Entries on locating named things:

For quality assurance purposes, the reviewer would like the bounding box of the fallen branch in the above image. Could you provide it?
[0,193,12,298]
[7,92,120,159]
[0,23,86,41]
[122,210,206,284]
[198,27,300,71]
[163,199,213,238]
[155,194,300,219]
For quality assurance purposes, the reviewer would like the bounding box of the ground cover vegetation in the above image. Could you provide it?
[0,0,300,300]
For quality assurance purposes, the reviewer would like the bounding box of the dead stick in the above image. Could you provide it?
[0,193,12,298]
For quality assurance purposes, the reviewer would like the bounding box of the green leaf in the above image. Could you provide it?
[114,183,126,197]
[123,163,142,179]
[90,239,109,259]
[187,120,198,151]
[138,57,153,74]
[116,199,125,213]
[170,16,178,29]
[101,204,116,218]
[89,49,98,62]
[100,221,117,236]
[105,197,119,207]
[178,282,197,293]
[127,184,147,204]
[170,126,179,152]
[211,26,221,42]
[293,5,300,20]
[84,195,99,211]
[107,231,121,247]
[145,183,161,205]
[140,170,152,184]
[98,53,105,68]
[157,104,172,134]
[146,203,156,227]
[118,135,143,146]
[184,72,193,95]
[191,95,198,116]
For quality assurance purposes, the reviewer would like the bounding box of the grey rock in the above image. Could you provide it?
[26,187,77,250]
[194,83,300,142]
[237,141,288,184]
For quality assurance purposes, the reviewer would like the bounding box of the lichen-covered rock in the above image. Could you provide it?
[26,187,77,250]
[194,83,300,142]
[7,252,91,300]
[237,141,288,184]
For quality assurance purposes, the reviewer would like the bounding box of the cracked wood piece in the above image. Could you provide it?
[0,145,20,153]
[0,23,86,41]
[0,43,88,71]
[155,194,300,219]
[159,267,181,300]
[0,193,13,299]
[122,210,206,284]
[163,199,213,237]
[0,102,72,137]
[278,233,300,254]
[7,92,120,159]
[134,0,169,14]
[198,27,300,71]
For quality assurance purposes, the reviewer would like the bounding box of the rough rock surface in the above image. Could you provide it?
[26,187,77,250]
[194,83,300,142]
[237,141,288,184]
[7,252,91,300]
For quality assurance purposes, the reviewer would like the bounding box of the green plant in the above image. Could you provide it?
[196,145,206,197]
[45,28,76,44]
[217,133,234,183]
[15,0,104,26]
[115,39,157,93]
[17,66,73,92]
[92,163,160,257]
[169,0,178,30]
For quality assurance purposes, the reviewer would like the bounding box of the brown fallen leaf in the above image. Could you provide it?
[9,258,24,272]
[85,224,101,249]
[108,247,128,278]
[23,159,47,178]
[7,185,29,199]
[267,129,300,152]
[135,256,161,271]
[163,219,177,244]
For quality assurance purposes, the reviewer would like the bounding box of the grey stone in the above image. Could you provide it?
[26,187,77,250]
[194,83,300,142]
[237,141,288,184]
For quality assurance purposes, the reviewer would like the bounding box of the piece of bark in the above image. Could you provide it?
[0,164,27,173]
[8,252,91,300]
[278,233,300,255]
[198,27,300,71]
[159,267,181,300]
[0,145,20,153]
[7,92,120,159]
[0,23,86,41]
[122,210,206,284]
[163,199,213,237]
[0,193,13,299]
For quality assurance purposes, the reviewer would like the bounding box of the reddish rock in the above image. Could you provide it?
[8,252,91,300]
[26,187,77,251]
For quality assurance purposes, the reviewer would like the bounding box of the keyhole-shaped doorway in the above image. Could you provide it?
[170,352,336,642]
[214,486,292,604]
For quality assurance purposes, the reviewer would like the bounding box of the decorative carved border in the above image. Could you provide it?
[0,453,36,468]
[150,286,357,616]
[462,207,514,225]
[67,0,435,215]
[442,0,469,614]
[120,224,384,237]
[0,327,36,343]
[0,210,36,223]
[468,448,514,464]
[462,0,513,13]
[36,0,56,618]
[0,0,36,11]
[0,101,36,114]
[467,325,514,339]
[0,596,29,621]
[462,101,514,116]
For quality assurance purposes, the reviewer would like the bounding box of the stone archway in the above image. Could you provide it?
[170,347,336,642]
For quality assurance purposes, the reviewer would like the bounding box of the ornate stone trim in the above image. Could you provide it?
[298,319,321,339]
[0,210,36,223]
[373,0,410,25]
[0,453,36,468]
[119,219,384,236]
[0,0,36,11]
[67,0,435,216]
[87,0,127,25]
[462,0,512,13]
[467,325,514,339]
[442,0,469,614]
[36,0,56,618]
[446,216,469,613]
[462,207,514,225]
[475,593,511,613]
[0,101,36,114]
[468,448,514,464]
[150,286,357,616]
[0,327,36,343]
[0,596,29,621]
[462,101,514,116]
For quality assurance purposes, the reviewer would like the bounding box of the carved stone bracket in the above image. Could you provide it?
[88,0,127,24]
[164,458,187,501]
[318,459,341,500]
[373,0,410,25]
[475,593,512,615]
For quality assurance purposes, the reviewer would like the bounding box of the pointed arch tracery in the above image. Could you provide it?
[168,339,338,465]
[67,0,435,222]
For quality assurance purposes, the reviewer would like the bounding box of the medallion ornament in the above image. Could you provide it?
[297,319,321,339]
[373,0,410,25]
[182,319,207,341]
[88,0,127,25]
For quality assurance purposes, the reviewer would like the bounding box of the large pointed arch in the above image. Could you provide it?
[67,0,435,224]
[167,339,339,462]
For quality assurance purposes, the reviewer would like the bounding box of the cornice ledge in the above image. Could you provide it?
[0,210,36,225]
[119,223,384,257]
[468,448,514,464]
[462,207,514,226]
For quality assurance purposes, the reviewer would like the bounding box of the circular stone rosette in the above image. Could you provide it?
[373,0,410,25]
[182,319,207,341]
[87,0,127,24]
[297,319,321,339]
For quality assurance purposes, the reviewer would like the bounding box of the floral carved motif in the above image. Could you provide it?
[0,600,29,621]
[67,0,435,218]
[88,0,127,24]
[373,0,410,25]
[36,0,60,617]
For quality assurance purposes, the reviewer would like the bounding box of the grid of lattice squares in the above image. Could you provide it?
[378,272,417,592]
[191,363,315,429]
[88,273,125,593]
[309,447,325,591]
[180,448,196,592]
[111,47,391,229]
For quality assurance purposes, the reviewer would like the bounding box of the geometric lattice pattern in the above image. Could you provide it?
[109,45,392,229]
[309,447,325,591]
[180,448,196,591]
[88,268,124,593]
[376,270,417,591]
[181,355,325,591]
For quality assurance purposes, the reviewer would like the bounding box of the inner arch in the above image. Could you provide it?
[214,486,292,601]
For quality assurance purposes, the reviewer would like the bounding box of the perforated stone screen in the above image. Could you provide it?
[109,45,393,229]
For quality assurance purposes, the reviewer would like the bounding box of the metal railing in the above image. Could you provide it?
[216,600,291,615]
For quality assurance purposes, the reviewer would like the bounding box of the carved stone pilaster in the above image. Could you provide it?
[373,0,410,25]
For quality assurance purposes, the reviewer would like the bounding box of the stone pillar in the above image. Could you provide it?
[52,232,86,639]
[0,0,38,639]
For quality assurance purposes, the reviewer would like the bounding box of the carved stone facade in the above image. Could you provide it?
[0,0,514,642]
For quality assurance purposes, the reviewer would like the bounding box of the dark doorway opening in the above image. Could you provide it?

- **Goal**: Extract each line above that contains the word "lattice".

- **Correct result**:
For quality assurance purposes, the reviewer would like the bounding box of the grid of lattice squares in the above image. Could you provide it?
For quality assurance purposes, the reviewer would like the bounding box of the geometric lattice pattern in the above image. Could you provide it?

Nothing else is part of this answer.